(Request)
Render every line of the entries below as a JSON list of strings, one string per line, with any blank lines left out.

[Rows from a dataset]
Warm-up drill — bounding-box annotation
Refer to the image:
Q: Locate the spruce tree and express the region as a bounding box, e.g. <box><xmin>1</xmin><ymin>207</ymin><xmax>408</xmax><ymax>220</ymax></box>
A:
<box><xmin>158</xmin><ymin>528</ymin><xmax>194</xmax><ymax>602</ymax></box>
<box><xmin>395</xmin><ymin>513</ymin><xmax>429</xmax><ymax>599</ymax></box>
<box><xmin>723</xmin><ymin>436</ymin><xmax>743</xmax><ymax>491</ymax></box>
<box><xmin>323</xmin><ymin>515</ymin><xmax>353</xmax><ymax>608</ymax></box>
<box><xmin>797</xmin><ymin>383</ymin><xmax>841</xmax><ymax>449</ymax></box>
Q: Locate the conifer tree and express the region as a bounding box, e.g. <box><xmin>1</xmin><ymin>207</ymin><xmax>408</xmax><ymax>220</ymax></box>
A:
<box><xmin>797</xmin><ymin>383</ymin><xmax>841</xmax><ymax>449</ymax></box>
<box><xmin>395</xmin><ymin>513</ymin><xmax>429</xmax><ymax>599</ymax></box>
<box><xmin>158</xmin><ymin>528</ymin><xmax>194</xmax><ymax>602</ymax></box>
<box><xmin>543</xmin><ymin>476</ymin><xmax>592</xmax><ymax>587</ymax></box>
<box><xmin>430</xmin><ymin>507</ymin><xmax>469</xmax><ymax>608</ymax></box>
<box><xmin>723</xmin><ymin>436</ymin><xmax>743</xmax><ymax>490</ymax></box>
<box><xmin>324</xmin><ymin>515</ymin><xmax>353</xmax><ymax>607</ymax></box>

(Written response)
[
  "Warm-up drill — bounding-box annotation",
  "Refer to the image:",
  "Q: Locate the spruce tree and express the region as a bounding box, e.g. <box><xmin>1</xmin><ymin>207</ymin><xmax>408</xmax><ymax>220</ymax></box>",
  "A:",
  "<box><xmin>158</xmin><ymin>528</ymin><xmax>194</xmax><ymax>602</ymax></box>",
  "<box><xmin>395</xmin><ymin>513</ymin><xmax>429</xmax><ymax>599</ymax></box>",
  "<box><xmin>723</xmin><ymin>436</ymin><xmax>743</xmax><ymax>491</ymax></box>",
  "<box><xmin>323</xmin><ymin>515</ymin><xmax>353</xmax><ymax>608</ymax></box>",
  "<box><xmin>797</xmin><ymin>383</ymin><xmax>841</xmax><ymax>449</ymax></box>",
  "Q: Locate the conifer tree and express the region as a bounding box, e.g. <box><xmin>1</xmin><ymin>207</ymin><xmax>408</xmax><ymax>220</ymax></box>",
  "A:",
  "<box><xmin>797</xmin><ymin>383</ymin><xmax>841</xmax><ymax>449</ymax></box>",
  "<box><xmin>395</xmin><ymin>513</ymin><xmax>429</xmax><ymax>599</ymax></box>",
  "<box><xmin>158</xmin><ymin>528</ymin><xmax>194</xmax><ymax>602</ymax></box>",
  "<box><xmin>543</xmin><ymin>476</ymin><xmax>592</xmax><ymax>587</ymax></box>",
  "<box><xmin>430</xmin><ymin>507</ymin><xmax>469</xmax><ymax>608</ymax></box>",
  "<box><xmin>723</xmin><ymin>436</ymin><xmax>743</xmax><ymax>490</ymax></box>",
  "<box><xmin>324</xmin><ymin>515</ymin><xmax>353</xmax><ymax>607</ymax></box>"
]